Why You Shouldn't Avoid Calculated Columns in Power BI
riotfest.org

Why You Shouldn't Avoid Calculated Columns in Power BI

Introduction

Recently Ed Hansberry posted a fantastic article, Why You Should Avoid Calculated Columns in Power BI — ehansalytics . It's a great article in which Ed clearly articulates the standard Power BI best practice/mantra which can be summarized as:

  • If you have to use calculated columns, create those in Power Query or the source instead of DAX
  • Even better, use DAX measures instead of calculated columns

Now, I won't reiterate the reasons here, it has to do with model size, refresh performance, etc. Read the article, I highly recommend it. However, as is too often the case with most best practices, a lot of nuance is generally glossed over. This is certainly true for the mantra in question, the use of DAX calculated columns. So, if you have read the best practices around this and are concerned about your use of DAX calculated columns, let me assure you that it is not the end of the world. Here's why.

◆ **Stored rows**:
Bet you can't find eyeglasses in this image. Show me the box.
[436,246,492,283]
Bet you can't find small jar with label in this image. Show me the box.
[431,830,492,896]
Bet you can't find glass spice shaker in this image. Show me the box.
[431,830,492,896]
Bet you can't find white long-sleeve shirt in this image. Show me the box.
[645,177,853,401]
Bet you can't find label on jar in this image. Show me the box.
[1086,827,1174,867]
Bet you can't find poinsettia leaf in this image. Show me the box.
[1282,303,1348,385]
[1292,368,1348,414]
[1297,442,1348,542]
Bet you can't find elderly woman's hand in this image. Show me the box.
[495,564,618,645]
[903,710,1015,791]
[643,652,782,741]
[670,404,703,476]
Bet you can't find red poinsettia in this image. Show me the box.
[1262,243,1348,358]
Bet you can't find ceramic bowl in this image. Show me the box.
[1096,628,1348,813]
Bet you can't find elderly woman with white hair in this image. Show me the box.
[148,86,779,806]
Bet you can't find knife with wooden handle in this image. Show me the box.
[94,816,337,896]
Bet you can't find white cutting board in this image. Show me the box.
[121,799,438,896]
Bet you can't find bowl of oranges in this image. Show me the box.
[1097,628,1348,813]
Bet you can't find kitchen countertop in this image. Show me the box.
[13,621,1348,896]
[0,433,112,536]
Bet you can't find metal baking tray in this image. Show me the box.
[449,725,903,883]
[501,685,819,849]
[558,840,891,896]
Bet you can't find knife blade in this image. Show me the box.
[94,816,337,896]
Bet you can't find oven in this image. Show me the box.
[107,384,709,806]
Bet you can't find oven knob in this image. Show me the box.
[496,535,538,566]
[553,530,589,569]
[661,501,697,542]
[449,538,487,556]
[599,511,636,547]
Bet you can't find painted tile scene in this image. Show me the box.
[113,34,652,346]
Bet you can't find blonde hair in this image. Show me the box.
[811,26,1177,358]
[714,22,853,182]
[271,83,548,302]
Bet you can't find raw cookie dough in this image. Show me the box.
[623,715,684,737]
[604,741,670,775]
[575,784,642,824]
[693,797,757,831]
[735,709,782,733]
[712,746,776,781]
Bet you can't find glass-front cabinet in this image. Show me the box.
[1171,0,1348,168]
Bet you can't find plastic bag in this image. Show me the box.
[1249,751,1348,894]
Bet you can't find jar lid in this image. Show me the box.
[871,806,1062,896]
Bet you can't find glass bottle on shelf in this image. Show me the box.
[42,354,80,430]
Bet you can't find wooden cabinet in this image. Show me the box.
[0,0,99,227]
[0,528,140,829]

◆ **Task instructions**:
(1) In one to three sentences, explain why the Power BI calculated columns article pushes back on the standard advice about DAX calculated columns.
(2) Continue the Power BI calculated columns article from the point where it stops.
The records come from a separate source unrelated to the text.

◆ **Responses in order**:
(1) The author notes that, as with most best practices, much of the nuance is usually glossed over, and that this is certainly true of the advice on DAX calculated columns. Because of that, the author wants to reassure readers worried about using them that it is not the end of the world.

(2)
Scope

The best practices around DAX calculated columns are really geared toward data modeling professionals, not business users. And let's face it, professional data modelers probably only represent a small fraction, maybe 10%-20% of the Power BI user base. Professional data modelers are highly technical and are likely versed in a variety of programming languages such as SQL, Power Query (M), as well as DAX, R, Python, you name it.

Let's contrast this with a typical business user of Power BI. Most business users likely gravitate initially towards DAX because it has a familiar feel and many similar functions to Excel. Being somewhat less technical than professional data modelers, this may end up being the only language they ever really use.

It is also quite likely that these business users do not have access to source systems and probably wouldn't even know where to begin even if they had access. And, Power Query (M) is an entirely different sort of programming language than something like DAX or Excel functions.

None of this is to insult the average business user but they are a business user and not a professional data modeler for a reason. They know more about the business and less about the technical stuff.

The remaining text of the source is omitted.